O caso, por exemplo, de Dilma Rousseff, a primeira presidente mulher da história do Brasil, teria sido muito diferente se ela tivesse presidido o país por apenas um mandato. Ao terminar, tinha 54% de aprovação, um dos mais altos, superando até o popular Lula. Se Dilma tivesse se aposentado ao final do primeiro mandato, em que foi aplaudida pela opinião pública, muita coisa teria mudado. Ela não teria passado pela humilhação do impeachment que acabou apagando sua vida política. Com certeza Lula teria voltado à presidência, não teria ido para a cadeia, e hoje o Brasil não sofreria a hecatombe criada por Bolsonaro, que nunca teria sido eleito.
Os analistas políticos deveriam estudar melhor o ressurgimento da extrema direita fascista até mesmo com nostalgias nazistas, não só no Brasil, mas em todo o mundo, a começar pelos EUA e Europa. Seria preciso pensar se pesa mais nesse contexto a deterioração da democracia e da política tradicional, transformada em balcão de negócios, acúmulo de privilégios e distanciada da opinião dos eleitores, o que a desacredita aos olhos da população.

* * *

■ **Descrição da tarefa**
Transcreva na íntegra o trecho acima sobre Dilma Rousseff e o ressurgimento da extrema direita, sem alterar nenhuma palavra.

[Dados de origem]

* * *

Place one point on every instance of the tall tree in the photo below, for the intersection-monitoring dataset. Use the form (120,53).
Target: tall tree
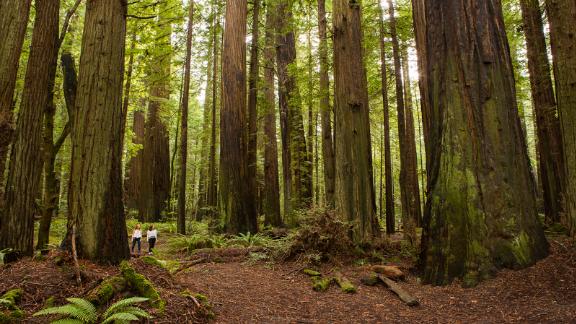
(13,22)
(549,139)
(155,186)
(561,16)
(271,201)
(390,210)
(325,110)
(297,168)
(354,191)
(481,211)
(409,193)
(24,172)
(95,196)
(253,79)
(184,125)
(236,203)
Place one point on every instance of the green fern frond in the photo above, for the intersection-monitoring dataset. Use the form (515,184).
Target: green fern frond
(86,306)
(68,321)
(68,310)
(119,305)
(122,317)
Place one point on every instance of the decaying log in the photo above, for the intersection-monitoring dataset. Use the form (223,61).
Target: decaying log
(403,294)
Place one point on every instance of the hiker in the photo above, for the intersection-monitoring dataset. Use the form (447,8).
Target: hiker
(136,237)
(152,234)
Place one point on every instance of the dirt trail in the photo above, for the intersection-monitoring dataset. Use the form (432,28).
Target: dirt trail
(243,293)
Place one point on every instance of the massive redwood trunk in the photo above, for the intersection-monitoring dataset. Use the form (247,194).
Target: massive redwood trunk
(236,202)
(13,22)
(561,15)
(390,209)
(481,210)
(271,201)
(551,164)
(95,196)
(354,192)
(25,170)
(325,109)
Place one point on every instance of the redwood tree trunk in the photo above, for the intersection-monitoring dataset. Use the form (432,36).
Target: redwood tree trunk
(271,186)
(95,197)
(482,210)
(354,192)
(561,15)
(551,165)
(24,172)
(237,204)
(409,196)
(325,110)
(184,126)
(390,209)
(13,22)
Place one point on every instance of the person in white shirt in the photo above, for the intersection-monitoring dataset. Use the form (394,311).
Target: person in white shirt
(152,235)
(136,237)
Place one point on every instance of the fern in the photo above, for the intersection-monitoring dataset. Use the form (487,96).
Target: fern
(82,311)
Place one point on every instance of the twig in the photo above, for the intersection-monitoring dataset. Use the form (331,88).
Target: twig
(75,256)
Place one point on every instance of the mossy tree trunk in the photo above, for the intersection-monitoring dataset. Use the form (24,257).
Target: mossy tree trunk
(325,109)
(155,186)
(271,201)
(481,210)
(354,187)
(390,210)
(297,167)
(561,16)
(95,195)
(237,204)
(24,172)
(184,125)
(13,22)
(551,165)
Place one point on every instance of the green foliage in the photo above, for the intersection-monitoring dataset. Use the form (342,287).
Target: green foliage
(82,311)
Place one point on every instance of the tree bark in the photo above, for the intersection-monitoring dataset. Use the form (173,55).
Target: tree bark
(253,80)
(409,197)
(325,110)
(548,126)
(481,207)
(184,126)
(561,16)
(24,172)
(354,191)
(271,185)
(155,187)
(95,196)
(390,209)
(13,22)
(236,203)
(297,168)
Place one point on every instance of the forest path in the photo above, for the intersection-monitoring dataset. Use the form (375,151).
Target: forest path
(249,293)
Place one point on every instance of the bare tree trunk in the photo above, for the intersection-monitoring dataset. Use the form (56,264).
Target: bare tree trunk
(271,185)
(24,172)
(184,126)
(354,194)
(561,15)
(95,196)
(481,207)
(327,141)
(13,22)
(390,209)
(236,203)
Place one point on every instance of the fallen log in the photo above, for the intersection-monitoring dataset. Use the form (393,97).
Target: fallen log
(392,272)
(403,294)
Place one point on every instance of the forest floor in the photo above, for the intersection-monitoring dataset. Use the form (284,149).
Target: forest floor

* * *

■ **Resultado esperado**
O caso, por exemplo, de Dilma Rousseff, a primeira presidente mulher da história do Brasil, teria sido muito diferente se ela tivesse presidido o país por apenas um mandato. Ao terminar, tinha 54% de aprovação, um dos mais altos, superando até o popular Lula. Se Dilma tivesse se aposentado ao final do primeiro mandato, em que foi aplaudida pela opinião pública, muita coisa teria mudado. Ela não teria passado pela humilhação do impeachment que acabou apagando sua vida política. Com certeza Lula teria voltado à presidência, não teria ido para a cadeia, e hoje o Brasil não sofreria a hecatombe criada por Bolsonaro, que nunca teria sido eleito.
Os analistas políticos deveriam estudar melhor o ressurgimento da extrema direita fascista até mesmo com nostalgias nazistas, não só no Brasil, mas em todo o mundo, a começar pelos EUA e Europa. Seria preciso pensar se pesa mais nesse contexto a deterioração da democracia e da política tradicional, transformada em balcão de negócios, acúmulo de privilégios e distanciada da opinião dos eleitores, o que a desacredita aos olhos da população.